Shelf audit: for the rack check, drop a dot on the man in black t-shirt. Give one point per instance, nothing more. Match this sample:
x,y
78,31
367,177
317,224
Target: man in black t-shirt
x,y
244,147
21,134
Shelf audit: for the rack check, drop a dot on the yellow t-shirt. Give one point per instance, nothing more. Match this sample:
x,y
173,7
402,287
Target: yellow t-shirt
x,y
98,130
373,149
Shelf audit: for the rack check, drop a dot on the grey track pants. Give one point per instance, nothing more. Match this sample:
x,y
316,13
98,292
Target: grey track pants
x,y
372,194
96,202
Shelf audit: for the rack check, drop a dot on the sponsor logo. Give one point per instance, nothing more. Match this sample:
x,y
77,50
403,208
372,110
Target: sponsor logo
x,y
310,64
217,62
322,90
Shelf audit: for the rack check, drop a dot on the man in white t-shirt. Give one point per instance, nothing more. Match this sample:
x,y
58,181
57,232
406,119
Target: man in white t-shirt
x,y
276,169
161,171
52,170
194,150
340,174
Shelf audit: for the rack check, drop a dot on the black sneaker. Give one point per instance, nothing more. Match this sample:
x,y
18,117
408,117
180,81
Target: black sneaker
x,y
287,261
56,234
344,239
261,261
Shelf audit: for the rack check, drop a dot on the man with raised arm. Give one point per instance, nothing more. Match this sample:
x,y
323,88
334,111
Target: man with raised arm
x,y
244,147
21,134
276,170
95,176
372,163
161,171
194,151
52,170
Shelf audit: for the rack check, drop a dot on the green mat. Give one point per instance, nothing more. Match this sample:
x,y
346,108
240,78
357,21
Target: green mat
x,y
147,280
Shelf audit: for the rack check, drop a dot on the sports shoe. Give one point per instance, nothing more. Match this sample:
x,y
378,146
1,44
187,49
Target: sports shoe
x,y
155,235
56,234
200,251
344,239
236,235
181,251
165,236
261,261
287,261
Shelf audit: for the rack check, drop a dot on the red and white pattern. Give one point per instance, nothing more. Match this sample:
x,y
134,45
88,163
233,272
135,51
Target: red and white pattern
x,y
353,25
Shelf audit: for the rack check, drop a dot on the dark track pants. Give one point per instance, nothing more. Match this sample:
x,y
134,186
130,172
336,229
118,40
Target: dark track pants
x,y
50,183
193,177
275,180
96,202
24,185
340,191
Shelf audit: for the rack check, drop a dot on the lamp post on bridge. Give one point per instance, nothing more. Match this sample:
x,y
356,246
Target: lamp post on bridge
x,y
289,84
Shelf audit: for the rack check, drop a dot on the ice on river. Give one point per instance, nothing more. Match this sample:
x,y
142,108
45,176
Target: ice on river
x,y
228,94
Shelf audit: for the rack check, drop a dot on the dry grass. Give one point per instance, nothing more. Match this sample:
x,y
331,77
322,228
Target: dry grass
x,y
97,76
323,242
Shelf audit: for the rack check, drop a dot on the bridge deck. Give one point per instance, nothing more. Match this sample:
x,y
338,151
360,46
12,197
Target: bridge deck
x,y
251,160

** WHAT YOU NEED TO DO **
Print the line containing "ice on river." and every line after it to the end of the records above, exactly as written, and nothing else.

** TASK SOLUTION **
Shelf audit: for the rack check, drop a dot on the ice on river. Give one point per instance, nothing more. Match this sample:
x,y
142,108
45,176
Target: ice on river
x,y
228,94
Shelf audit: for the rack check, drop a dot on the dry grass. Give one point per instance, nothing more. Match this sample:
x,y
331,77
322,228
Target: dry grass
x,y
97,76
323,242
Shelf audit: for the rack check, drop a dot on the bridge deck. Give one point per instance, nothing more. Match this sample:
x,y
338,151
360,46
12,197
Target: bridge deck
x,y
251,160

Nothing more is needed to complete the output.